### TEXT TO READ
★ ★ ★ ★ ★

Previous studies which have been analyzed indicate an overview in underrating the concept of energy efficient building designs right from the principles, to challenges, to the involvement of software tools. As such, the review allows for the present study to test the functionality and efficiency of IES software in enhancing the existing principles of design. A major literature gap is that existing literature has mainly focused on examining energy efficiency from the perspective of targeted occupants of a building without considering the designs, materials, and dimensions which ca influence energy efficiency.  Additionally, the studies which have examined use of software to analyze energy efficiency have focused on Building Information Modelling and Revit thereby leaving a gap on analysis of IES effectiveness in promoting energy efficiency. Moreover, the technology will attempt to solve some of the challenges and compare with the already discussed software in the studies. Essentially, the present research will add to the body of knowledge regarding software usage in promoting energy efficient building designs with particular reference to one software tool.

CHAPTER 3: METHODOLOGY

3.1 Introduction

The current chapter outlines the steps taken in collecting on the application of IES to improve energy efficiency in buildings. The chapter is subdivided into several sections such as research approach, data collection techniques, research design, and data analysis. The research design section utilizes analysis of previous work done using the software from similar studies on IES. The data gathering process involved obtaining data from IES modelling to increase energy efficiency from models developed. Data analysis was done by observing trends from data obtained from the models.

3.2 Research Approach

The two main approaches use in research include inductive and deductive approach. On the one hand, deductive approach involves developing a hypothesis then conducting research to prove the hypothesis (Saunders et al., 2015). On the other hand, inductive approach involves developing a new theory based on the data patterns identified from research. For this study, a deductive approach was employed (Saunders et al., 2015). The main principle adopted involved using the IES modelling software to create various simulations and observe the behavior of the building in terms of energy efficiency under the varying conditions. As such, the software was used to check accuracy of the hypothesis that building information software can help in improving energy efficiency of a building.

★ ★ ★ ★ ★

### GIVEN DATA

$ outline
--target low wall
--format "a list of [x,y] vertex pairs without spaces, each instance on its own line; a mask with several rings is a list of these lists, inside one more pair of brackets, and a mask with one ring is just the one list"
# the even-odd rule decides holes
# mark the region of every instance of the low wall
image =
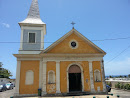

★ ★ ★ ★ ★

### EXERCISE DETAILS
Quote the passage on energy-efficient building design above, between "The current chapter" and "from the models.", inclusive.

### ANSWER TO THE TASK
The current chapter outlines the steps taken in collecting on the application of IES to improve energy efficiency in buildings. The chapter is subdivided into several sections such as research approach, data collection techniques, research design, and data analysis. The research design section utilizes analysis of previous work done using the software from similar studies on IES. The data gathering process involved obtaining data from IES modelling to increase energy efficiency from models developed. Data analysis was done by observing trends from data obtained from the models.